[[ RECORDS FOR THE EXERCISE open ]]
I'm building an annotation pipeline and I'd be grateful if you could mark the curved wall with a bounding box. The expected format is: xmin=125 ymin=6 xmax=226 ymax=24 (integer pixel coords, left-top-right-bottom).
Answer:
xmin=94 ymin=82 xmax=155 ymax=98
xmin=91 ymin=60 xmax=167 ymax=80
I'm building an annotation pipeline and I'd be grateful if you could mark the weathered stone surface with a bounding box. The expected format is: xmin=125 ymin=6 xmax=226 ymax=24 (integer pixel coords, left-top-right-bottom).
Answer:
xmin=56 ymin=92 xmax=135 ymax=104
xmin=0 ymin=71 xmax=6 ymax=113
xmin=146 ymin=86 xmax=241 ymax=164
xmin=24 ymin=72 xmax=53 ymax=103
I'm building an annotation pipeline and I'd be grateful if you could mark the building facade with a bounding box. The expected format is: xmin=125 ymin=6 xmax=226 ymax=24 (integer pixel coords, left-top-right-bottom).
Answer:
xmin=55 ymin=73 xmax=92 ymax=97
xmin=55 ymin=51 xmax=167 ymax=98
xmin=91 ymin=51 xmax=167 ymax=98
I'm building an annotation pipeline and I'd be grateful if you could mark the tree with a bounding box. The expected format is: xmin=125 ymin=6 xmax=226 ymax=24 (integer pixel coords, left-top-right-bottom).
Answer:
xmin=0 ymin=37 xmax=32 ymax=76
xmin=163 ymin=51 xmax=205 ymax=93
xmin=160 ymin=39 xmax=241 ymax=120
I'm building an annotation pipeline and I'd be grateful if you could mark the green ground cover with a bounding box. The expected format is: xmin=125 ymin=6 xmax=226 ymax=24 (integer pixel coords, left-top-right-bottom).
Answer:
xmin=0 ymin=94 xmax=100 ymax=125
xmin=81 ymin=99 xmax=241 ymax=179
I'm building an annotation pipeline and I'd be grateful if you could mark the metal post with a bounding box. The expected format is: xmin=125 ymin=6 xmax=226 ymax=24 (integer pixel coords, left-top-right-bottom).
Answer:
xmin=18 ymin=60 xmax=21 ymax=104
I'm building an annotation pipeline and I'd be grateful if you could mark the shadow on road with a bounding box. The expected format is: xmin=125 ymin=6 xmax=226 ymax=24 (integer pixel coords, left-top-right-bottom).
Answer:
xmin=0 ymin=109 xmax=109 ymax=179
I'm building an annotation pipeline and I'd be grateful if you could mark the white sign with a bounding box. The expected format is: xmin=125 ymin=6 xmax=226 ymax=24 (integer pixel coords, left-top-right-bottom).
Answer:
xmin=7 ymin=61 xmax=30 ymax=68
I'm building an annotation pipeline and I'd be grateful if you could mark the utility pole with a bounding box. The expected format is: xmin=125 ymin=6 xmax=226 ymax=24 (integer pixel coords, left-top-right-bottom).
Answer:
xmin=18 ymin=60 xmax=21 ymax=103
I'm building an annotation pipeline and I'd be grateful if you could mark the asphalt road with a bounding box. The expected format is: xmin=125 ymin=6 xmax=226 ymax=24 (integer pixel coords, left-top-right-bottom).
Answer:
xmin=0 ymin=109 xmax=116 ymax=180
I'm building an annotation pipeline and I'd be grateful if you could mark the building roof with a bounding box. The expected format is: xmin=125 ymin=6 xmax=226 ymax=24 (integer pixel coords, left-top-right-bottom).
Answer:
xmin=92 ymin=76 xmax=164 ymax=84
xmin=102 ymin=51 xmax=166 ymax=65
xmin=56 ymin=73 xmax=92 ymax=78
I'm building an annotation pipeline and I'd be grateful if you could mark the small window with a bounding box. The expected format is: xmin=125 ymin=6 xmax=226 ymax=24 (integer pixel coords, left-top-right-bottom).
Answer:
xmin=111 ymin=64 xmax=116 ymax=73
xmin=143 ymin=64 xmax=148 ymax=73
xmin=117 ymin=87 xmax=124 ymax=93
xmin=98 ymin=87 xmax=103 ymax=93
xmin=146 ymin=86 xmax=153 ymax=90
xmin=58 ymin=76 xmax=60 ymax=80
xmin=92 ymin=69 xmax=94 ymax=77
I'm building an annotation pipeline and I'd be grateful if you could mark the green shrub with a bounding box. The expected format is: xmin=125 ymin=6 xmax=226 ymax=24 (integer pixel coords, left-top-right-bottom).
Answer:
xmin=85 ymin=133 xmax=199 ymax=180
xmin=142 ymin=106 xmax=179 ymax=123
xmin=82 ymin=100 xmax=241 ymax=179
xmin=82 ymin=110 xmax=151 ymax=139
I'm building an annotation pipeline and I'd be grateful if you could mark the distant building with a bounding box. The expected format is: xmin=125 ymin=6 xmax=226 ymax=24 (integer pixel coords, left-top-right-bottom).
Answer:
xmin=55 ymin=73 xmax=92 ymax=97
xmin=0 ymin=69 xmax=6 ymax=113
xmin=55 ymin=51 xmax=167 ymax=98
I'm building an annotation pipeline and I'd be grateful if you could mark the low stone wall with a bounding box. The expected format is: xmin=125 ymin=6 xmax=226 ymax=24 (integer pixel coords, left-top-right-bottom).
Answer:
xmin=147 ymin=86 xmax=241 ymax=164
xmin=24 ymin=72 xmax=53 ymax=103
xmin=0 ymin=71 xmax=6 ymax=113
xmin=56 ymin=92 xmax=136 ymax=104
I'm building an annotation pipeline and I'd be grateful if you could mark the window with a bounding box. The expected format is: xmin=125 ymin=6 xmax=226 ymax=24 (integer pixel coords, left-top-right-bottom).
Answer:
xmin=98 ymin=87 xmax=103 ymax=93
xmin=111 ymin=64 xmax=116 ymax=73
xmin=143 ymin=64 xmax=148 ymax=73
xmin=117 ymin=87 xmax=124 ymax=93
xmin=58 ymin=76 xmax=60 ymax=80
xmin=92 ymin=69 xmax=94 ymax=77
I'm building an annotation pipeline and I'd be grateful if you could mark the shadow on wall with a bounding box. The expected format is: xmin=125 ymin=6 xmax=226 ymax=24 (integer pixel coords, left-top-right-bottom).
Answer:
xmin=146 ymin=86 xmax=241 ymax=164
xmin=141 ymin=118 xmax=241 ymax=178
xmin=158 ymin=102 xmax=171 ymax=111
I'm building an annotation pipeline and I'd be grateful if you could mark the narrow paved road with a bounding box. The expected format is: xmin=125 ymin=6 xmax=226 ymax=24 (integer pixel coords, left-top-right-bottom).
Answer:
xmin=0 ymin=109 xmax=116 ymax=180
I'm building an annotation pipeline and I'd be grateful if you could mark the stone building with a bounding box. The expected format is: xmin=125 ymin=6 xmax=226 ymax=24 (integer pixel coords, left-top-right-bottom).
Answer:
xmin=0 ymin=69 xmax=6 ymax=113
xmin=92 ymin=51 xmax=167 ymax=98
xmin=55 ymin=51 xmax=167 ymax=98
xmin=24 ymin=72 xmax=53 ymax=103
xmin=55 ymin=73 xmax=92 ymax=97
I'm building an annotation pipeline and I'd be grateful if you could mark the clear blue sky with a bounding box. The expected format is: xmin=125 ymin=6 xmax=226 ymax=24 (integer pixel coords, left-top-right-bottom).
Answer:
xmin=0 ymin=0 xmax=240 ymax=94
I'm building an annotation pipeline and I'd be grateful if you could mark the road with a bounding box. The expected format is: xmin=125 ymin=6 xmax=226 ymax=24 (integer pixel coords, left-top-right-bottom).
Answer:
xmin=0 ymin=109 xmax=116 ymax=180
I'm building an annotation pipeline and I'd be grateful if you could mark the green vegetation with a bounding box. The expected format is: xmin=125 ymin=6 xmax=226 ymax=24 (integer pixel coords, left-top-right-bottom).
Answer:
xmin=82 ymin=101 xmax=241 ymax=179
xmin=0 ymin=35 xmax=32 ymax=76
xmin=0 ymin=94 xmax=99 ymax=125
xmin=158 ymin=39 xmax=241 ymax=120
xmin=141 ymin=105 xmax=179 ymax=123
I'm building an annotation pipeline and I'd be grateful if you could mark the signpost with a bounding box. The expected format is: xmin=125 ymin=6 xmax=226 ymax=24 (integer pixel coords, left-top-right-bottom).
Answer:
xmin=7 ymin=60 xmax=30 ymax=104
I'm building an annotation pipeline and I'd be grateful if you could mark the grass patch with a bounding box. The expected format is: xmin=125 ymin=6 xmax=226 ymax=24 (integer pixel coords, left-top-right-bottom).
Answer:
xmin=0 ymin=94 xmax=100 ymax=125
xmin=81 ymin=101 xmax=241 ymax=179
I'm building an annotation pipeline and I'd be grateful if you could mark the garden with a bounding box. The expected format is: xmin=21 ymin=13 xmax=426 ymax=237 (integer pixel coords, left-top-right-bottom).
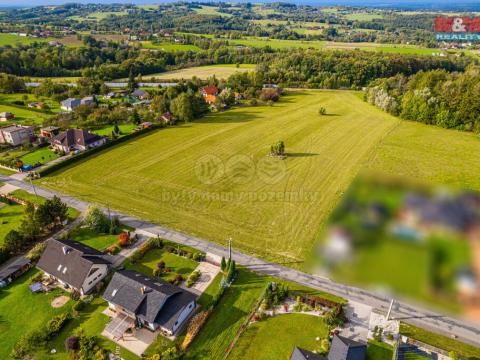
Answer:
xmin=124 ymin=236 xmax=204 ymax=285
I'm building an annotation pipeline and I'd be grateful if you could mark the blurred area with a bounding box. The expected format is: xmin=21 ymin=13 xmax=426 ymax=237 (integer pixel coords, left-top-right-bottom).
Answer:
xmin=315 ymin=174 xmax=480 ymax=319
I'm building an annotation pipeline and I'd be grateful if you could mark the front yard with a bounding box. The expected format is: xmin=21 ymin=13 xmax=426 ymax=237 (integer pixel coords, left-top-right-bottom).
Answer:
xmin=0 ymin=201 xmax=23 ymax=246
xmin=0 ymin=268 xmax=74 ymax=359
xmin=69 ymin=227 xmax=122 ymax=252
xmin=124 ymin=247 xmax=199 ymax=282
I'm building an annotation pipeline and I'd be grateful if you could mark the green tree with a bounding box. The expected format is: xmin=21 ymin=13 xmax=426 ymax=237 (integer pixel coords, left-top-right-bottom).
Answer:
xmin=83 ymin=206 xmax=110 ymax=233
xmin=4 ymin=230 xmax=24 ymax=254
xmin=20 ymin=203 xmax=39 ymax=242
xmin=170 ymin=92 xmax=194 ymax=123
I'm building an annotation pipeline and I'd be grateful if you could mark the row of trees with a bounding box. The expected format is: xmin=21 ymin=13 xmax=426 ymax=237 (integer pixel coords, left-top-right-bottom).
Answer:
xmin=367 ymin=65 xmax=480 ymax=133
xmin=1 ymin=196 xmax=68 ymax=265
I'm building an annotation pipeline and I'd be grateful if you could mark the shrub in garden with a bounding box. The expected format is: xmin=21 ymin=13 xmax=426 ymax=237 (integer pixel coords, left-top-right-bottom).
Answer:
xmin=118 ymin=232 xmax=130 ymax=247
xmin=83 ymin=206 xmax=110 ymax=233
xmin=26 ymin=241 xmax=47 ymax=261
xmin=181 ymin=310 xmax=212 ymax=350
xmin=65 ymin=336 xmax=80 ymax=351
xmin=186 ymin=270 xmax=201 ymax=287
xmin=106 ymin=244 xmax=120 ymax=255
xmin=221 ymin=256 xmax=226 ymax=271
xmin=318 ymin=106 xmax=327 ymax=115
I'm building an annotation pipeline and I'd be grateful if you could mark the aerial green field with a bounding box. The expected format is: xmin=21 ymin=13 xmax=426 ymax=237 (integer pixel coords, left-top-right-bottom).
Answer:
xmin=0 ymin=202 xmax=24 ymax=246
xmin=0 ymin=33 xmax=50 ymax=46
xmin=38 ymin=90 xmax=400 ymax=263
xmin=135 ymin=64 xmax=255 ymax=81
xmin=194 ymin=5 xmax=232 ymax=17
xmin=38 ymin=90 xmax=480 ymax=264
xmin=366 ymin=121 xmax=480 ymax=190
xmin=139 ymin=41 xmax=201 ymax=52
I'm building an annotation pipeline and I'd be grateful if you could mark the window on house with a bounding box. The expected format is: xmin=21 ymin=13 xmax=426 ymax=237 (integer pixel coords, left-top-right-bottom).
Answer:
xmin=88 ymin=268 xmax=99 ymax=277
xmin=57 ymin=264 xmax=62 ymax=271
xmin=62 ymin=267 xmax=67 ymax=274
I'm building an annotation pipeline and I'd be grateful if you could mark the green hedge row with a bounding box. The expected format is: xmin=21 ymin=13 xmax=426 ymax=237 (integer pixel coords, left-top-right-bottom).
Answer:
xmin=37 ymin=125 xmax=162 ymax=177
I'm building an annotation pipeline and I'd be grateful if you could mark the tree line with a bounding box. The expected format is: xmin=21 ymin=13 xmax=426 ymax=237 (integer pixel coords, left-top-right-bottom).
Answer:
xmin=366 ymin=65 xmax=480 ymax=133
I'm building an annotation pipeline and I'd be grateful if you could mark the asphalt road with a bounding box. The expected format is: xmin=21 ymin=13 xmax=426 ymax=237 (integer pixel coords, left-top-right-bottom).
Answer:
xmin=2 ymin=174 xmax=480 ymax=348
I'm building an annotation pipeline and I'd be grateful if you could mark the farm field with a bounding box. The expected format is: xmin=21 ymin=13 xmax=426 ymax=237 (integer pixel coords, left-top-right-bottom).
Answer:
xmin=139 ymin=41 xmax=201 ymax=52
xmin=138 ymin=64 xmax=255 ymax=80
xmin=0 ymin=104 xmax=51 ymax=124
xmin=38 ymin=90 xmax=401 ymax=263
xmin=0 ymin=33 xmax=50 ymax=46
xmin=366 ymin=121 xmax=480 ymax=190
xmin=228 ymin=313 xmax=329 ymax=360
xmin=322 ymin=41 xmax=440 ymax=55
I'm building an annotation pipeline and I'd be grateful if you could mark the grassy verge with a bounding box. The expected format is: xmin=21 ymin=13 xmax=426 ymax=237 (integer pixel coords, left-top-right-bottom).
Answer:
xmin=400 ymin=322 xmax=480 ymax=359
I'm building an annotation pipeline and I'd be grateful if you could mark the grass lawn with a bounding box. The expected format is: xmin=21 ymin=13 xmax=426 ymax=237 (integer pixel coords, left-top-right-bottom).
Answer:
xmin=93 ymin=124 xmax=137 ymax=137
xmin=134 ymin=64 xmax=254 ymax=80
xmin=38 ymin=91 xmax=401 ymax=264
xmin=400 ymin=323 xmax=480 ymax=359
xmin=0 ymin=167 xmax=15 ymax=175
xmin=21 ymin=147 xmax=59 ymax=166
xmin=124 ymin=248 xmax=199 ymax=282
xmin=35 ymin=297 xmax=138 ymax=360
xmin=0 ymin=268 xmax=74 ymax=359
xmin=185 ymin=267 xmax=345 ymax=359
xmin=10 ymin=189 xmax=80 ymax=219
xmin=0 ymin=202 xmax=23 ymax=246
xmin=228 ymin=314 xmax=329 ymax=360
xmin=69 ymin=227 xmax=120 ymax=251
xmin=366 ymin=120 xmax=480 ymax=190
xmin=0 ymin=103 xmax=51 ymax=124
xmin=140 ymin=41 xmax=201 ymax=52
xmin=0 ymin=33 xmax=50 ymax=46
xmin=333 ymin=239 xmax=430 ymax=303
xmin=366 ymin=340 xmax=393 ymax=360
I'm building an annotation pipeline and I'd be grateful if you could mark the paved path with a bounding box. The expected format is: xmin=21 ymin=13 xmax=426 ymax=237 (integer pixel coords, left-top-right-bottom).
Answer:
xmin=2 ymin=174 xmax=480 ymax=348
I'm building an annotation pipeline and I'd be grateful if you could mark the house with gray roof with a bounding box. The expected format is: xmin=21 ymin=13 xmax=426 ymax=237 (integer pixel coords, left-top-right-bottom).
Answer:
xmin=60 ymin=98 xmax=81 ymax=112
xmin=0 ymin=256 xmax=31 ymax=288
xmin=103 ymin=270 xmax=197 ymax=336
xmin=36 ymin=239 xmax=111 ymax=295
xmin=51 ymin=128 xmax=107 ymax=153
xmin=290 ymin=335 xmax=366 ymax=360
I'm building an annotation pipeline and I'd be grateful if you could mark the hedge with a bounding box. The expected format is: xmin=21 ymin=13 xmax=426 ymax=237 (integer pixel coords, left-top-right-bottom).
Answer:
xmin=37 ymin=124 xmax=163 ymax=177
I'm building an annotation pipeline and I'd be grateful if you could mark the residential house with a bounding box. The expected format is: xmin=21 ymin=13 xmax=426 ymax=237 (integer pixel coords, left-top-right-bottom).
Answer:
xmin=131 ymin=89 xmax=149 ymax=100
xmin=61 ymin=98 xmax=81 ymax=112
xmin=0 ymin=124 xmax=34 ymax=146
xmin=0 ymin=112 xmax=15 ymax=121
xmin=27 ymin=102 xmax=45 ymax=109
xmin=81 ymin=96 xmax=95 ymax=106
xmin=40 ymin=126 xmax=60 ymax=139
xmin=36 ymin=239 xmax=110 ymax=295
xmin=51 ymin=128 xmax=107 ymax=153
xmin=0 ymin=256 xmax=32 ymax=288
xmin=291 ymin=335 xmax=366 ymax=360
xmin=159 ymin=112 xmax=175 ymax=125
xmin=201 ymin=85 xmax=219 ymax=105
xmin=105 ymin=91 xmax=116 ymax=99
xmin=103 ymin=270 xmax=197 ymax=336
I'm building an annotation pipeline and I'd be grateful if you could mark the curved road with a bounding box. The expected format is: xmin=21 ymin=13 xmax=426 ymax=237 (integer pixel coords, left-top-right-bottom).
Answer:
xmin=2 ymin=174 xmax=480 ymax=348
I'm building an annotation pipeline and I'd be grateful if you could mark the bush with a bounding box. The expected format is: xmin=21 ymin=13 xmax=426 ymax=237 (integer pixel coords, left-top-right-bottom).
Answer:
xmin=83 ymin=206 xmax=110 ymax=233
xmin=118 ymin=231 xmax=130 ymax=247
xmin=105 ymin=244 xmax=121 ymax=255
xmin=318 ymin=107 xmax=327 ymax=115
xmin=47 ymin=312 xmax=71 ymax=336
xmin=186 ymin=270 xmax=201 ymax=287
xmin=65 ymin=336 xmax=80 ymax=351
xmin=26 ymin=241 xmax=46 ymax=261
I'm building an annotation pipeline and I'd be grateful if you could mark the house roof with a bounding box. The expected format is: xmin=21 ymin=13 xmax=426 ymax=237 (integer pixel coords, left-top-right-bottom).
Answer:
xmin=290 ymin=347 xmax=325 ymax=360
xmin=404 ymin=193 xmax=478 ymax=231
xmin=36 ymin=239 xmax=110 ymax=289
xmin=61 ymin=98 xmax=80 ymax=108
xmin=202 ymin=85 xmax=218 ymax=96
xmin=132 ymin=89 xmax=148 ymax=98
xmin=0 ymin=256 xmax=31 ymax=281
xmin=328 ymin=335 xmax=366 ymax=360
xmin=104 ymin=270 xmax=197 ymax=327
xmin=52 ymin=129 xmax=103 ymax=148
xmin=0 ymin=124 xmax=33 ymax=134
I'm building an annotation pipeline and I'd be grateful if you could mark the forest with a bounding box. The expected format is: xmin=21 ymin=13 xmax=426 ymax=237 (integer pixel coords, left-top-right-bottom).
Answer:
xmin=367 ymin=65 xmax=480 ymax=132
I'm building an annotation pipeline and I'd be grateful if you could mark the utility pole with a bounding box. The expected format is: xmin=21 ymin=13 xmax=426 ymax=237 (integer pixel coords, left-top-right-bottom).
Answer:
xmin=386 ymin=299 xmax=395 ymax=321
xmin=29 ymin=173 xmax=38 ymax=199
[[ RECORDS FOR THE EXERCISE closed ]]
WHAT TO WORK ON
Return every line of the material in which the word "shrub" is found.

ANSWER FOR THIS EXERCISE
I'm building an annotation pipeline and I'd be grateful if you could mark the green shrub with a bounding box. The expected format is: xmin=125 ymin=6 xmax=226 ymax=24 (integer pixel coords, left-top-right-bottom).
I'm building an annotation pipeline and I'd be grateful if you could mark the shrub in garden with a bounding box. The expected format is: xmin=21 ymin=13 xmax=426 ymax=237 (integer pixel coords, left-top-right-bottom).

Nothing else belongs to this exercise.